B.F. attended one of the earliest one-room schoolhouses in Walworth County at a time when there weren't even roads to get there, and going to school required walking across the neighbors' lots: "when it meant a walk of six miles across lots back and forth each day in quest of the 3 "R's", then the specialty of the county schoolmaster"  according to his obituary again.

Perhaps because he had done so much traveling and pioneering when he was under the age of 10, B.F. displayed a wanderlust all his life. It is probable that Otis didn't know his older brother very well; by the time Otis was born, B.F. was already 12. In February of 1850, when B.F. was 21 and Otis just 9, B.F. left Spring Prairie to join the hordes of gold-seekers in California. He went by ship around Cape Horn at the very southern tip of South America, a journey of six months, landing in California in August of 1850. He spent six years seeking his fortune on the west coast, but eventually returned to Spring Prairie, this time taking the shorter "Isthmus" route across Panama. (The train route connecting the Pacific to the Atlantic across the Panama isthmus had been completed just one year earlier, reducing what had been a six-month journey to a 30-day trip.)

### RECORD SET
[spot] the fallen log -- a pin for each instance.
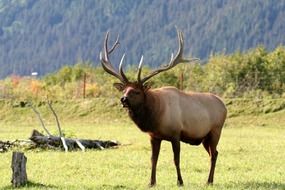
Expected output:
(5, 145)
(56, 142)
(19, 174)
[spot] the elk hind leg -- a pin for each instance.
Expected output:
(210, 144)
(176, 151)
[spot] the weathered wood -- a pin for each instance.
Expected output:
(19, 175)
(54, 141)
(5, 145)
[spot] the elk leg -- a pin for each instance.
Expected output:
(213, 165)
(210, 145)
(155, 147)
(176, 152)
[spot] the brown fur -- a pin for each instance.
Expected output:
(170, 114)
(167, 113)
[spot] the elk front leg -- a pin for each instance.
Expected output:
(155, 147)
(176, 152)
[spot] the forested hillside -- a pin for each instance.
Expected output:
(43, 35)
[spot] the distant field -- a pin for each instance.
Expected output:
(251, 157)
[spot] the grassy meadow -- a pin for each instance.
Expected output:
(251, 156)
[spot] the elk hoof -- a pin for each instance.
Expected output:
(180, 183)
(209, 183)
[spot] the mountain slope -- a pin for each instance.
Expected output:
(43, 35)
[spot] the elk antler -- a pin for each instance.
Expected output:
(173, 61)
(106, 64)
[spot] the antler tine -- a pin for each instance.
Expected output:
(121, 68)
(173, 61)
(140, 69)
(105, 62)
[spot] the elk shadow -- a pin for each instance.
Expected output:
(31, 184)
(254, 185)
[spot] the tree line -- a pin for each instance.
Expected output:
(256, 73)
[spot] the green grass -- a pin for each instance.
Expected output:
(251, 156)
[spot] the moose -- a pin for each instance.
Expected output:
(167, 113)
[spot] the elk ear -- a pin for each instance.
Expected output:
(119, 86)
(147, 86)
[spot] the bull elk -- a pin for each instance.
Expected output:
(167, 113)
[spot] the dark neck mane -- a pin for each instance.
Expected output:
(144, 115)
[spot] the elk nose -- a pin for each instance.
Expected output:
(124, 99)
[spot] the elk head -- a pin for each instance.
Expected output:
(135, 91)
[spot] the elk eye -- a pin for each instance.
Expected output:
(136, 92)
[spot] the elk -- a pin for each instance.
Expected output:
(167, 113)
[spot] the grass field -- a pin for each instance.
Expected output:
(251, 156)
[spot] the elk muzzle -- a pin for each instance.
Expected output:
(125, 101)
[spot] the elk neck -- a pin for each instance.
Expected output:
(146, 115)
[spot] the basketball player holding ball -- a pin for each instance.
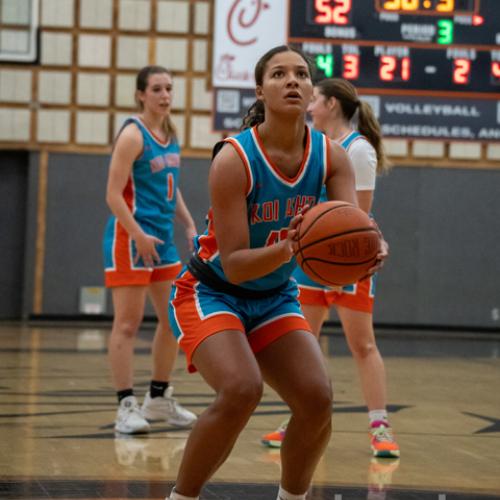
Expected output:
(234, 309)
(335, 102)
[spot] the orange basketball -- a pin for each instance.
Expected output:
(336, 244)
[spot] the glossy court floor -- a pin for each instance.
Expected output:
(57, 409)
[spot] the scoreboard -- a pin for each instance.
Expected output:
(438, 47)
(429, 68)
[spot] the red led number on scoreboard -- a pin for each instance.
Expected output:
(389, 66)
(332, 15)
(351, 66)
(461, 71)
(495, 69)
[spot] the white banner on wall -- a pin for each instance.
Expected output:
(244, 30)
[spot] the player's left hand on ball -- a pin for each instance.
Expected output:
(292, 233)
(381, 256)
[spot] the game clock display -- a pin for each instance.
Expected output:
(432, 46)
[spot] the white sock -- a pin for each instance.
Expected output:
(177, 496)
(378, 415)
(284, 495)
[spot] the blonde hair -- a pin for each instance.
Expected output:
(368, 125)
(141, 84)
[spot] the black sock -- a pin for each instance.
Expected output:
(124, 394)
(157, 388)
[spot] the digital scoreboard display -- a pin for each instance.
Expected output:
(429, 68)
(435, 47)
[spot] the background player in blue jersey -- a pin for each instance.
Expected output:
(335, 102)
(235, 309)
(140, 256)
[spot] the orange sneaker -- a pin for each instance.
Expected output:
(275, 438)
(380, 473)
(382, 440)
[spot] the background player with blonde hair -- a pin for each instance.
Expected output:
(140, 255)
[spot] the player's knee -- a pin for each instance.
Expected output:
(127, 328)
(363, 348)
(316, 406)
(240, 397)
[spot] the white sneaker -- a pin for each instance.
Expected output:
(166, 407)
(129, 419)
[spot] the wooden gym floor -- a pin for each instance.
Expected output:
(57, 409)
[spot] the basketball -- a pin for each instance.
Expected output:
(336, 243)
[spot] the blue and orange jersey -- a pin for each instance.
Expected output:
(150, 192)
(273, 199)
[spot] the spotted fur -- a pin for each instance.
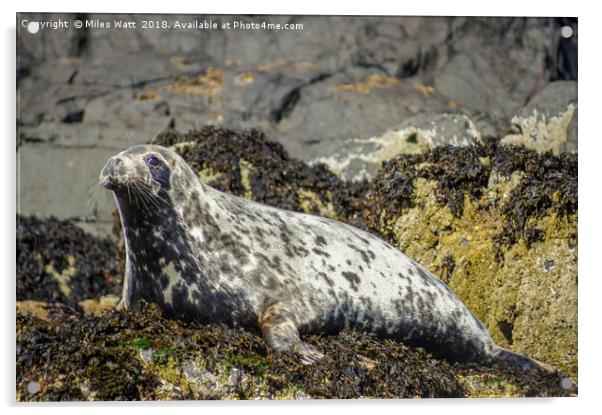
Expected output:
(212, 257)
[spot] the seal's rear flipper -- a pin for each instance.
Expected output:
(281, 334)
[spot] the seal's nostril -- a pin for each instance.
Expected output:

### EXERCISE TASK 1
In the passage about B.F.'s early life and travels, how long was his voyage around Cape Horn to California?
### EXERCISE TASK 2
Carry the account of B.F.'s travels forward from its last sentence.

### OUTPUT 1
Six months.

### OUTPUT 2
Shortly upon returning to Spring Prairie, he married Martha Vaughn, who lived in Honey Creek, the next hamlet over. (Where Otis's wife Fannie also came from.) It is possible that B.F. and Martha thought they were not related to each other, despite having the same last name, though two Vaughn families ending up in such close proximity to each other in southeastern Wisconsin, and having similar first names recurring throughout both lines might indicate they did in fact know they were distant relations. (We'll probably never know what they knew.) Modern internet research reveals that B.F. and Martha did in fact share a common ancestor six generations back: Joseph Vaughan of Middleboro, MA, who was born in 1652 and died in 1734.

Martha Vaughn was the daughter of Erastus and Olive Vaughn. (Erastus's middle name was Otis; you can see the similarities between the two Vaughn families.) She was 10 years younger than B.F. They were married on Dec. 9, 1856 and settled again in Spring Prairie. They had four children, all girls: May was born in 1858, Sadie born in 1862, Olive born in 1865, and Grace (who was evidently nicknamed "Birdie") born in 1871. A fifth child, a boy, died in infancy.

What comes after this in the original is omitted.